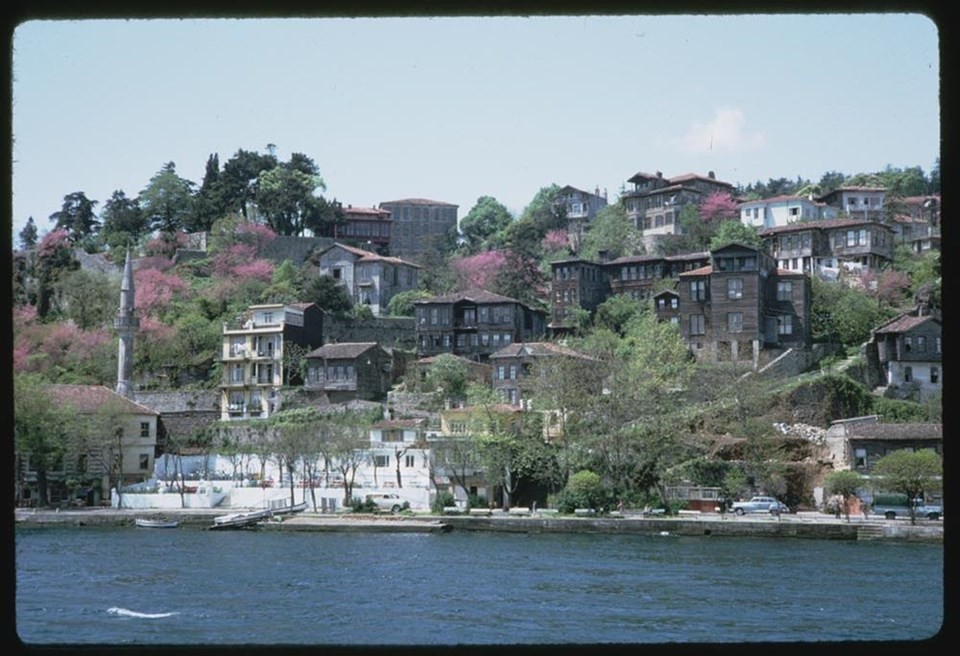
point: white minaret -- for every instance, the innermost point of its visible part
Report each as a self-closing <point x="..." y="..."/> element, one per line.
<point x="126" y="324"/>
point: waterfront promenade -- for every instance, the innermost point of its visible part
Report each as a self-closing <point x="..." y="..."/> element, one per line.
<point x="810" y="525"/>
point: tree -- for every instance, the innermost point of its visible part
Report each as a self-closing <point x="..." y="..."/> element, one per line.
<point x="40" y="432"/>
<point x="913" y="473"/>
<point x="844" y="484"/>
<point x="167" y="200"/>
<point x="612" y="232"/>
<point x="28" y="235"/>
<point x="237" y="183"/>
<point x="329" y="295"/>
<point x="77" y="217"/>
<point x="485" y="219"/>
<point x="735" y="231"/>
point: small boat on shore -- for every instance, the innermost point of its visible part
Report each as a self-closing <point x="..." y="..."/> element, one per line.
<point x="144" y="522"/>
<point x="254" y="517"/>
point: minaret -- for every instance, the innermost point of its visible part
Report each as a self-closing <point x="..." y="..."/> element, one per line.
<point x="126" y="324"/>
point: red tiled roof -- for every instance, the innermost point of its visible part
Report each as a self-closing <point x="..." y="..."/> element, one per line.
<point x="903" y="323"/>
<point x="87" y="399"/>
<point x="417" y="201"/>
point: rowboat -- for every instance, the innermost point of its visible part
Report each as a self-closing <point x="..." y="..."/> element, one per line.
<point x="143" y="522"/>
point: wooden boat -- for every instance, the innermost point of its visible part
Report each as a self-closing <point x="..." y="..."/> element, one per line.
<point x="143" y="522"/>
<point x="254" y="517"/>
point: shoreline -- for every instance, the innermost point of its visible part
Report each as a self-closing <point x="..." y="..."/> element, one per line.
<point x="799" y="525"/>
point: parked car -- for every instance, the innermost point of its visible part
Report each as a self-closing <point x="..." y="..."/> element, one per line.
<point x="388" y="502"/>
<point x="760" y="504"/>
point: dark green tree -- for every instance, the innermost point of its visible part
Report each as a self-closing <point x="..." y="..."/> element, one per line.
<point x="485" y="219"/>
<point x="124" y="224"/>
<point x="28" y="236"/>
<point x="167" y="200"/>
<point x="77" y="217"/>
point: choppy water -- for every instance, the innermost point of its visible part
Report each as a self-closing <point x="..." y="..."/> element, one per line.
<point x="126" y="586"/>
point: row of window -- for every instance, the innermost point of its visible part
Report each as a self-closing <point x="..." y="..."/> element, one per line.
<point x="441" y="316"/>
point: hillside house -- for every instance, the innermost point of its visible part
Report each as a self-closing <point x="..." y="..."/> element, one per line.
<point x="94" y="454"/>
<point x="741" y="303"/>
<point x="369" y="278"/>
<point x="348" y="371"/>
<point x="474" y="324"/>
<point x="908" y="348"/>
<point x="253" y="356"/>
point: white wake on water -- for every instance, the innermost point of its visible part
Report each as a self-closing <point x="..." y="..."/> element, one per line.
<point x="124" y="612"/>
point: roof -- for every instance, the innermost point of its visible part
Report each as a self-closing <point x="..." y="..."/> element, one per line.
<point x="820" y="224"/>
<point x="370" y="256"/>
<point x="342" y="351"/>
<point x="399" y="423"/>
<point x="416" y="201"/>
<point x="902" y="432"/>
<point x="475" y="295"/>
<point x="777" y="199"/>
<point x="702" y="271"/>
<point x="537" y="349"/>
<point x="905" y="322"/>
<point x="87" y="399"/>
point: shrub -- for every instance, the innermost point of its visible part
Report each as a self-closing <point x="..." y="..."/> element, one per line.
<point x="443" y="500"/>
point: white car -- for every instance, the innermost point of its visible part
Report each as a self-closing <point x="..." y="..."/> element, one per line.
<point x="760" y="504"/>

Work to be completed >>
Could you quote the stretch from the line containing "point: white car" through the end of the items, word for word?

Exercise response >>
point: white car -- for every instance, the innermost point of its visible part
Report each as a self-closing <point x="..." y="..."/> element, one per line.
<point x="760" y="504"/>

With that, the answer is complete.